**Provided data**
§
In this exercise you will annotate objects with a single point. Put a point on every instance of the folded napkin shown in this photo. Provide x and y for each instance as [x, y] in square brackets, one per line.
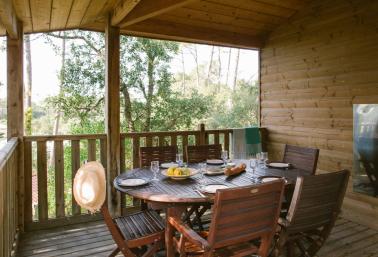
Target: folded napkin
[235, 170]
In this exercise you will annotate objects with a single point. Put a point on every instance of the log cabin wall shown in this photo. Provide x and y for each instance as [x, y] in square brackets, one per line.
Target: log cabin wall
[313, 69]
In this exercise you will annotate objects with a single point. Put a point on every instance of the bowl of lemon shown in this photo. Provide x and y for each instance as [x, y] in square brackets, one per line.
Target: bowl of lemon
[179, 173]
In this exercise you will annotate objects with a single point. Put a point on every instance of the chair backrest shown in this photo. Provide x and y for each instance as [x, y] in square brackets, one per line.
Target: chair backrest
§
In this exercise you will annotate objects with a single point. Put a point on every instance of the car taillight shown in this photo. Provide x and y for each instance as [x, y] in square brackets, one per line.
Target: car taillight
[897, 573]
§
**What you are asked to do**
The range runs from the line above containing "of the chair" to the line containing "Target: chair backrest", inclusive. Restate those lines word for word and no others.

**Solved exercise**
In this exercise you will annotate objects with a single point. Put a point on every instance of the chair backrest shown in this photo. Provide x and y for each instance as [x, y] in square brackets, one per line.
Target: chair backrest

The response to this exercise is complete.